• **What you should do**
Please summarize the text on shell pipelines in exactly two sentences.

Shell Powertools

Pipelines and looping are what make shell powerful, because they allow us to glue together small pieces to do bigger, more interesting things.

Everything we’ve learned up until now (except maybe editors) is really mostly included to facilitate this material.

A Warning

Before we get any further: this file contains Bash-isms. Most of them are marked when they occur, but if you add them to a script, ensure that the script is being run by Bash. This means you must have the #!/bin/bash hashbang at the top of your file, or you must always be running your script with bash YOUR_SCRIPT.sh.

Pipelines

Text as a universal interface

In the words of Douglas McIlroy, the original creator of the pipelining interface in Unix/Linux:

This is the Unix philosophy: Write programs that do one thing and do it well. Write programs to work together. Write programs to handle text streams, because that is a universal interface.

So what does he mean by universal interface?

He means that humans understand readable text, and as a result, we’re good at coding around it. Programs that rely on text-based input and output, rather than relying on some crazy binary format (type less $(which less) to see an example of a human-unfriendly binary format) have the ability to interconnect naturally and natively. If you choose a binary format, every program has to be specifically written to support that format, and if you don’t, it’s hard to interconnect them!

`stdout`, `stderr`, `stdin`.

Throughout this class, we’ve seen a variety of programs that print text to the console in front of you. We’ve also seen, briefly, the > and >> operators that take that output, and redirects it to a file instead.

The shell is able to do that because the program is writing its output to a place that the shell expects. The shell has to make the decision to show output to you, write it to a file, or do something else entirely.

We will learn how and why we tell the shell to connect this (and other) output channels in ways that are advantageous to us. As a result, it’s important to know what we’re working with.

`stdout`

This standard output channel is called stdout. Whether you realize it or not, the first thing you learn in any programming language is how to write to standard out. In general, ‘printing’ from a program means writing data to stdout. The out in System.out.println from Java is referencing stdout. When you use printf in C, it defaults to stdout (you can use fprintf to make it print to an arbitrary place).

`stderr`

stderr (aka System.err in Java) is very similar to stdout (e.g. your program can write to it), but it’s designed for errors. The redirection operators do NOT (by default) redirect stderr. That way, you can see an error message even when your command redirects to a file, and programs can produce error messages without damaging their output.

`stdin`

The other half of this equation is stdin, which is a standard way to provide data to a program. We haven’t used very much of stdin yet, but most of the programs we’ve covered that take a filename as an argument are also happy to read their input from stdin instead.

Interconnecting programs

In addition to the output redirection operators, the shell lets you leverage the fact that most programs accept input from stdin and write output to stdout to let you chain programs together.

The | (pipe) operator allows you to do just that—provide the output of one program as the input to the next. This allows you to build up pretty sophisticated capabilities pretty quickly.

A block of data
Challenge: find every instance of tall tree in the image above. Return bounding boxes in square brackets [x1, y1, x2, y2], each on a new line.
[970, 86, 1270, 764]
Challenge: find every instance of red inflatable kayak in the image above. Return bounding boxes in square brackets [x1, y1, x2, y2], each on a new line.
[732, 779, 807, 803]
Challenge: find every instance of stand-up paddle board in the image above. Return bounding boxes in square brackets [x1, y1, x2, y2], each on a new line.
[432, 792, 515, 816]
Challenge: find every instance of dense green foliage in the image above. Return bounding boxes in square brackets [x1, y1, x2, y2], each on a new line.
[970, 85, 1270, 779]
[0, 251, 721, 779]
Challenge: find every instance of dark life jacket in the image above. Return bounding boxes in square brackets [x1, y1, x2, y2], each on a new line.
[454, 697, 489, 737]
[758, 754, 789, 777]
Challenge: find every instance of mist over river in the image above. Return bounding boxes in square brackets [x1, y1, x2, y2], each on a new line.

• **Task answer**
Pipelines and looping make the shell powerful by letting small pieces be glued together, and programs that use text for input and output can interconnect naturally, while a binary format requires every program to be written specifically to support it. Programs write normal output to stdout and errors to stderr, which the redirection operators do not redirect by default, and because most programs can also read from stdin, the | operator can pass one program's output to the next as its input.